_ACTIVITY:_ Print the records exactly as given.

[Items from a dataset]
· · ·
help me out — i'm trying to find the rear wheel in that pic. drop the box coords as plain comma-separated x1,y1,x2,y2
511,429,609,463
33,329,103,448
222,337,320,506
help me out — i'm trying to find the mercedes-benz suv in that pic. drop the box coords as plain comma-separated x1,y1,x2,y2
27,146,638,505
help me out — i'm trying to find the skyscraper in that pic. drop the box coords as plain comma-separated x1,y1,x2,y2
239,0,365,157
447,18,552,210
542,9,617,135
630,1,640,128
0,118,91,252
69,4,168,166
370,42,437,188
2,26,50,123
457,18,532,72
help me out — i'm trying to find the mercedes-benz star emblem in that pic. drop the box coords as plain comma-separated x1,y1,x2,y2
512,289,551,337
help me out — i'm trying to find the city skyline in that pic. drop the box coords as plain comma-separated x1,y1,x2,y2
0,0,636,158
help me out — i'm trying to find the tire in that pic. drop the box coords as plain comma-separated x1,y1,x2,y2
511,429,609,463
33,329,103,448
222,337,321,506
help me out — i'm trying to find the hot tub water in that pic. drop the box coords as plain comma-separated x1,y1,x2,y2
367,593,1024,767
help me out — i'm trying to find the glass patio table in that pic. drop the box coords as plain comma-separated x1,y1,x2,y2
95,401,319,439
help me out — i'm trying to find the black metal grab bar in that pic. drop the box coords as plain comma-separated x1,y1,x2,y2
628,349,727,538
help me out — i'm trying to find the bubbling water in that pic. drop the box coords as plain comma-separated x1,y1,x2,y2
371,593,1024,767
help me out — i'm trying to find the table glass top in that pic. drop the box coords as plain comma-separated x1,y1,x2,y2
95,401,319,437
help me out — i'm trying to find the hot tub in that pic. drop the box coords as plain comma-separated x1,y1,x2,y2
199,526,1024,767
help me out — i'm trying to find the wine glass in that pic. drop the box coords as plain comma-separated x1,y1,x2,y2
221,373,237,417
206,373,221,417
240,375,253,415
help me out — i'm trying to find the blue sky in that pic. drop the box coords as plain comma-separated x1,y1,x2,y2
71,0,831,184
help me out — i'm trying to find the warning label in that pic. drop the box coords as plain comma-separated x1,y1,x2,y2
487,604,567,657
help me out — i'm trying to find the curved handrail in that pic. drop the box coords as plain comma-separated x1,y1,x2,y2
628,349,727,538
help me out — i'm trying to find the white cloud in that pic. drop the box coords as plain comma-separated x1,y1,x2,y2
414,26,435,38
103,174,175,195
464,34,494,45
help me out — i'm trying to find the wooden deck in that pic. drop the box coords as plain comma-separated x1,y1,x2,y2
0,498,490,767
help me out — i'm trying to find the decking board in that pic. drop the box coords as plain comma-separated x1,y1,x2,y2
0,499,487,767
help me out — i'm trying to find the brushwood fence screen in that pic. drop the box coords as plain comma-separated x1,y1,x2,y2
· · ·
_ANSWER TO THIS PROBLEM:_
help me out — i'm trying to find the rear wheel in that pic. drop the box coords as plain comma-separated x1,y1,x2,y2
511,429,609,463
33,329,103,448
222,337,320,506
help me out — i'm trying to find the mercedes-benz suv in that pic. drop the box coords as plain comma-separated x1,y1,x2,y2
27,146,638,505
help me out — i'm trying to find the skyscraper in that pic. drop the box coords as plain comma-separated x1,y1,x2,y2
239,0,365,157
447,18,552,210
542,9,617,135
630,1,640,128
0,118,91,252
69,4,168,166
370,42,437,188
2,26,50,123
457,18,532,72
help me out — i'm trying to find the mercedes-benz star emblem in that pic. drop the box coords as plain comma-separated x1,y1,x2,y2
512,289,551,337
help me out — i'm trying to find the city skyline in that pic. drop the box coords as plain comma-separated x1,y1,x2,y2
0,0,636,158
help me out — i'm trying to find the tire in that pic. drop the box coords as plain comma-separated x1,y1,x2,y2
511,429,609,463
33,329,103,448
222,337,321,506
help me out — i'm trying to find the hot tub water in that pic. drop the box coords as plain comma-separated x1,y1,x2,y2
367,593,1024,767
help me out — i'm trying to find the glass patio table in that pic. drop the box coords as plain comma-separated x1,y1,x2,y2
95,401,319,439
help me out — i'm trying to find the black metal grab bar in that pic. drop the box coords as plain comma-separated x1,y1,x2,y2
628,349,727,538
help me out — i'm trying to find the bubbling water in that pic. drop the box coords as plain comma-separated x1,y1,x2,y2
371,593,1024,767
help me out — i'm trying to find the table glass top in that pic. drop the box coords as plain comma-separated x1,y1,x2,y2
95,401,319,437
help me out — i'm trying to find the hot tub in that pic. drop the box coords as plain comma-separated x1,y1,x2,y2
199,526,1024,767
help me out — i'm trying to find the wine glass in that pic. drop the box coords as plain comma-separated x1,y1,x2,y2
221,373,237,417
206,373,221,417
240,375,253,415
help me out — i'm trying to find the blue sky in that pic. drop the box coords as plain comma-separated x1,y1,x2,y2
71,0,831,184
help me out — i'm trying to find the warning label in that pic. drop the box coords as plain comma-separated x1,y1,x2,y2
487,604,567,657
help me out — i'm trying to find the curved handrail in that pic. drop the box coords as plain comma-separated x1,y1,x2,y2
628,349,727,538
help me out — i'm trying to find the white cloud in that pic. drop the box coords as plain comma-separated x1,y1,x2,y2
414,26,435,38
103,174,175,195
464,34,494,45
help me out — i'm trying to find the wooden deck in that pic. drop the box coords as plain comma-separated x1,y1,x2,y2
0,498,490,767
help me out — i'm trying to find the decking board in that pic. drop the box coords as plain comma-separated x1,y1,x2,y2
0,499,487,767
help me out — i'm trying to find the brushwood fence screen in that pic. drop the box coords as plain comma-separated x1,y1,x2,y2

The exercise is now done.